Task item: Print all entries precisely as they are written.

START Material for the task

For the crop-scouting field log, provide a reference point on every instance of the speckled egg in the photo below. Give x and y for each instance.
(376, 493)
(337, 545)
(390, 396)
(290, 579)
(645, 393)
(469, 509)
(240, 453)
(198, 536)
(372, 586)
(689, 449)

END Material for the task

Task output:
For the crop-scouting field log, provide a reference point on every instance of the speckled egg in the photo below. Give x and y for each instance.
(376, 493)
(337, 545)
(390, 396)
(290, 579)
(645, 393)
(469, 509)
(240, 453)
(198, 536)
(372, 586)
(689, 449)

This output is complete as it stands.